In the listing that follows, the lines starting at the one containing "Retail shelf-audit station: indicate every instance of the grass" and ending at the one containing "Retail shelf-audit station: indicate every instance of the tall" are to be returned exactly, both boundary lines included, and no others.

**Input data**

╭──

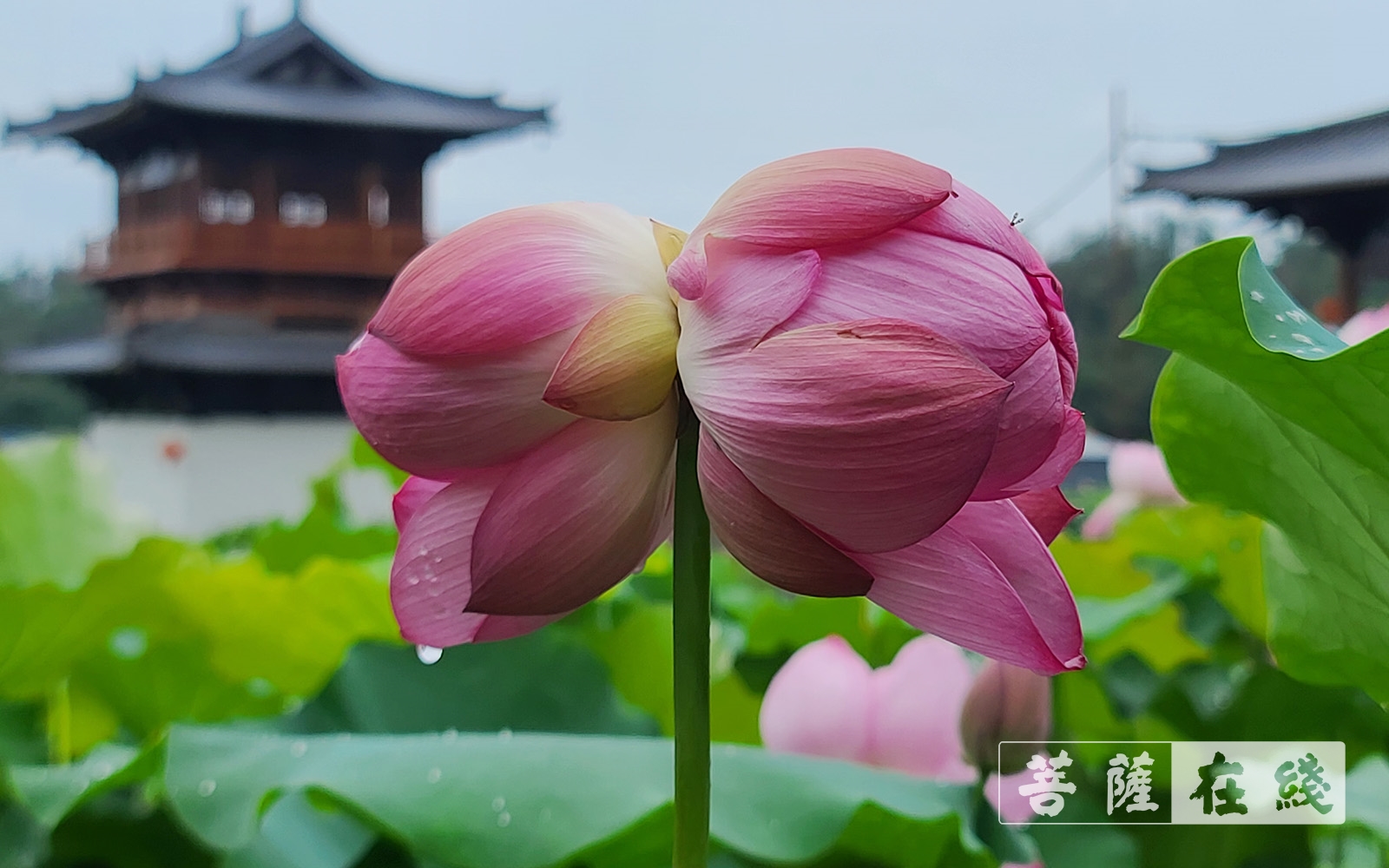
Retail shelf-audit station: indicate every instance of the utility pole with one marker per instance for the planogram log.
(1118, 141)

╰──
╭──

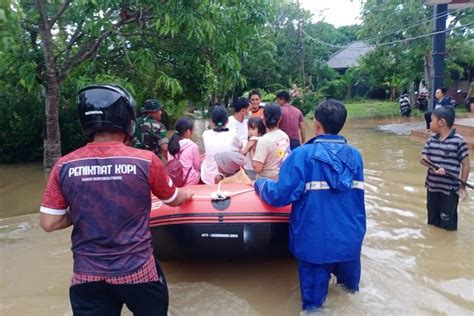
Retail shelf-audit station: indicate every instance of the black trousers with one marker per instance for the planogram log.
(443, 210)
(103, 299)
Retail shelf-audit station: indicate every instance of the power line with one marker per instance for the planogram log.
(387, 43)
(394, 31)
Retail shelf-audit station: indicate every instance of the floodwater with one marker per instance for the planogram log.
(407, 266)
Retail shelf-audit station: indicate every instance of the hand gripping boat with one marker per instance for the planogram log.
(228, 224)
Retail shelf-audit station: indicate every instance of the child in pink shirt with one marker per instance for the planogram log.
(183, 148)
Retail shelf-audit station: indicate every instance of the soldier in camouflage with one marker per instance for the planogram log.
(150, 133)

╰──
╭──

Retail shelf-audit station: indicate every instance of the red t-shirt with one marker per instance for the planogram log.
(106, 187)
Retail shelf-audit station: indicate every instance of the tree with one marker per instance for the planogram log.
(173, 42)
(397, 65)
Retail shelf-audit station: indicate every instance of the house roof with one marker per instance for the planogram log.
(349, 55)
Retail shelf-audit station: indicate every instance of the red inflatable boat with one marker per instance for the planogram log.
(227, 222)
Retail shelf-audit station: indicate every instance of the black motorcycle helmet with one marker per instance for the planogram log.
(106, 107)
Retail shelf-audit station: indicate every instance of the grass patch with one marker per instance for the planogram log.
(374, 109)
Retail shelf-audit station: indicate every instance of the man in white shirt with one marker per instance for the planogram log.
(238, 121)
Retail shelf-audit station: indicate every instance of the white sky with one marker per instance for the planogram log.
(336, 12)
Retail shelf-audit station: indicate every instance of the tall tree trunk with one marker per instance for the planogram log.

╰──

**Worked solution**
Retail shelf-audit station: indicate every instance of the grass patch with one marker per instance for the planogram log.
(374, 109)
Retail shelf-audit station: indicate every instance of the man in white shirt with one marker per instance for the planogram log.
(238, 121)
Retail shelf-audit station: indicate every instance of the white sky with one marker per instance for the planogram log.
(336, 12)
Retail shelf-audit station: indicate every instance of the tall tree trunk with one marker per instance for the planogram log.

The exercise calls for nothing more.